TASK INSTRUCTIONS = Resume the passage on the history of Ukraine's heads of state, writing on from its last line.

[PASSAGE TO READ — start]

Prior to the formation of the modern Ukrainian presidency, the previous Ukrainian head of state office was officially established in exile by Andriy Livytskyi. At first, the de facto leader of the nation was the president of the Central Rada in the early years of the Ukrainian People's Republic, while the highest governing body was the General Secretariat headed by its chairperson. With the proclamation of the last universal of the UPR dated 25 January 1918 due to military aggression, the Central Rada of the UPR proclaimed its independence from Russia. On 29 April 1918, the Rada elected Mykhailo Hrushevsky as the first president of the Central Rada of the Ukrainian People's Republic, in effect making him the de facto leader of the republic. Although a rather widespread misconception, the state leadership position title varied and none of them had an official "presidential" title.

On 29 April 1918 the Central Rada was arrested and liquidated during a coup d'état initiated by the local German administration to install Hetman Pavlo Skoropadskyi who barely spoke a word of the Ukrainian language. In November of the same year the directorate government of the UPR was established as the opposition movement to the Skoropadsky's regime. The Ukrainian People's Republic was soon re-established in December 1918 with Volodymyr Vynnychenko as the Directorate's chairperson, serving as the republic's de facto second "president" from 19 December 1918 to 10 February 1919. Although really the Directorate was the temporary governing body until the new Ukrainian Constituent Assembly would elect its president. Symon Petliura assumed the representation of the state after Vynnychenko's resignation on 11 February 1919 and until Petlyura's assassination in Paris on 25 May 1926.

====Timeline====
- 1471–1793: Voivodes of Kyiv
- 1648–1764: Hetman of the Zaporizhian Host
- 1917–1918: President of Ukrainian Central Council
- 1917–1990: First Secretary of the Communist Party
- 1918–1918: Hetman
- 1918–1948: (in exile since 1921)
- 1938–1990: Chair of the Presidium of the Supreme Soviet (de jure head of state)
- 1990–1991: Chairman of the Supreme Soviet
- 1948–1991: President (in exile)

[PASSAGE TO READ — finish]
[EXCERPTED RECORDS — start]

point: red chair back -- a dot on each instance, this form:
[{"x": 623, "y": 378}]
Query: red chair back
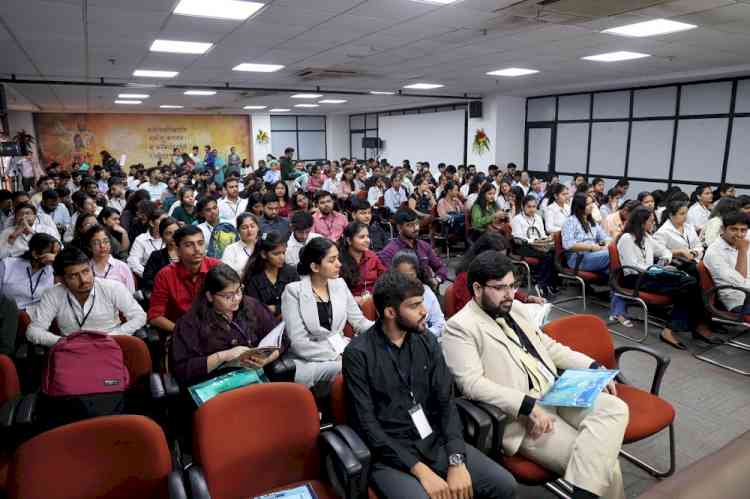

[EXCERPTED RECORDS — finish]
[EXCERPTED RECORDS — start]

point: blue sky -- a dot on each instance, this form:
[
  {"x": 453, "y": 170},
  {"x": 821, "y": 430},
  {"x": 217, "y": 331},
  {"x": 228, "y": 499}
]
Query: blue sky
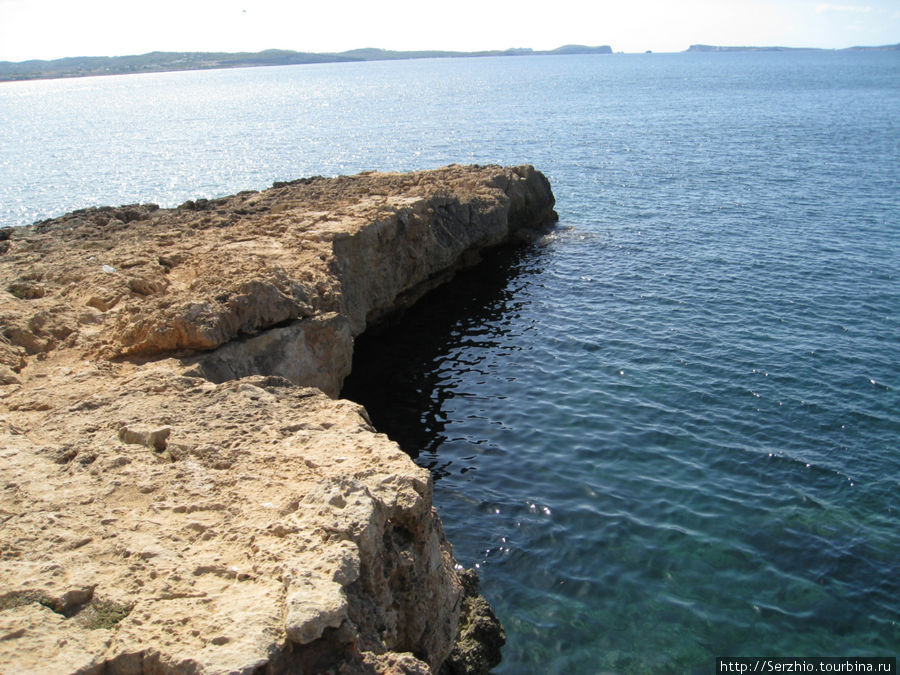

[EXCERPTED RECORDS — finish]

YOUR RESPONSE =
- since 1991: President

===In exile===

After the Soviet offensive in 1920 brought control of the Ukrainian territory under the Ukrainian Socialist Soviet Republic, the Ukrainian People's Republic was forced into exile. Upon the assassination of Petliura, the control over the state affairs were transferred to the former Prime Minister Andriy Livytskyi who in 1948 created the office of the president of Ukraine. Livytskyi served as the first president (in exile) until January 1954. Stepan Vytvytskyi served after Livytskyi from January 1954 until his death on 9 October 1965. Following Vytvytskyi's death, Ivan Bahrianyi temporarily carried out the presidential authority until the third president-in-exile Mykola Livytskyi (son of the first president-in-exile) was sworn into office. Livytskyi served from 1967 until his death in December 1989.

Mykola Plaviuk was the last president-in-exile (and the fourth), serving from December 1989 until his resignation on 22 August 1992 when he ceremonially gave in his presidential authority and state symbols to the newly elected Ukrainian president Leonid Kravchuk at his inauguration ceremony. In his declaration, it is stated that the current Ukrainian state is the legal successor following the state traditions of the Ukrainian People's Republic, establishing the continuity of the republic.

Viktor Yanukovych has claimed to be the legitimate president of Ukraine stating that the events of the 2014 Ukrainian Revolution amounted to a coup and that the impeachment process has not been properly carried out. On 3 October 2014, a Ukrainian official said that Viktor Yanukovych and other former top officials have obtained Russian citizenship in a "secret decree" signed by Vladimir Putin. If this actually turned out to be true, it would suggest that Yanukovich had given up his claims for presidency as Ukrainian law does not allow for dual citizenship.

===Modern presidency===
The modern Ukrainian presidency was established on 5 July 1991 by the Verkhovna Rada of the Ukrainian Soviet Socialist Republic, which formed the office of "president of the Ukrainian SSR" (Президент Української РСР). During the transitional period until the presidential elections, the Chairperson of the Verkhovna Rada (then held by Leonid Kravchuk) was empowered with a presidential authority. With the proclamation of Ukrainian independence from the Soviet Union, the office's official title was changed to "President of Ukraine" on 24 August. In the current Constitution, the Ukrainian presidency is defined in Chapter V, Articles 102–112.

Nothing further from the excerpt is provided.